(begin)

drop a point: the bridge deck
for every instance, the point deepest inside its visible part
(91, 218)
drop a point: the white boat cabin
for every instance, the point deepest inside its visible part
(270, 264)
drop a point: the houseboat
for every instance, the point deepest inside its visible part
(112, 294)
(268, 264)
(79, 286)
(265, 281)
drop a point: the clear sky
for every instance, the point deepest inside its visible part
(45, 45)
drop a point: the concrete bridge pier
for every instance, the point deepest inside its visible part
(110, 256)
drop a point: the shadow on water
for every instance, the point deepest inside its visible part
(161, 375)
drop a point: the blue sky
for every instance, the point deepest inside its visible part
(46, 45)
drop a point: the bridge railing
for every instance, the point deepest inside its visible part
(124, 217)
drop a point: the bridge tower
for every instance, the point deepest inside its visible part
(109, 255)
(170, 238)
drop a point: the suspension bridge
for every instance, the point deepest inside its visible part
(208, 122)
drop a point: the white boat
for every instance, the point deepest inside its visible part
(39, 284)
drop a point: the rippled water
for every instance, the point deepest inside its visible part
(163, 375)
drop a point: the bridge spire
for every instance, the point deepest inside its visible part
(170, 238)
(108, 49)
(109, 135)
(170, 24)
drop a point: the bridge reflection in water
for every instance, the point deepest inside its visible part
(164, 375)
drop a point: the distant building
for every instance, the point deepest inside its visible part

(end)

Copy all of the material above line for line, changing nothing.

# CORRECT RESULT
drop a point: the bridge deck
for every instance, the point deepest inside its visible part
(91, 218)
drop a point: the white boat cabin
for every instance, the point deepest inside its visible part
(270, 264)
drop a point: the houseboat
for every instance, the point deepest inside its visible part
(112, 294)
(268, 264)
(79, 286)
(265, 281)
drop a point: the clear sky
for every instance, the point deepest inside its visible part
(45, 45)
drop a point: the concrete bridge pier
for every instance, the point deepest inside its visible part
(110, 256)
drop a point: the shadow on water
for every instance, the point deepest inside its visible part
(161, 375)
drop a point: the blue sky
for every instance, the point deepest inside its visible part
(46, 45)
drop a point: the bridge railing
for every instance, the point deepest inside its visible part
(124, 217)
drop a point: the bridge tower
for every instance, the point deepest inside its visible part
(109, 255)
(170, 238)
drop a point: the suspension bridge
for every instance, the point deepest inside its visible part
(208, 122)
drop a point: the white boat
for every instance, the point deepest inside its visible part
(39, 284)
drop a point: the rippled water
for every instance, the point deepest inside its visible part
(163, 375)
drop a point: the bridge spire
for every instance, the point deepest inside its visible part
(170, 238)
(108, 49)
(109, 135)
(170, 24)
drop a point: the bridge reflection in water
for every instance, the point deepest inside its visible part
(164, 375)
drop a point: the distant building
for every instance, the point deepest inside its visible part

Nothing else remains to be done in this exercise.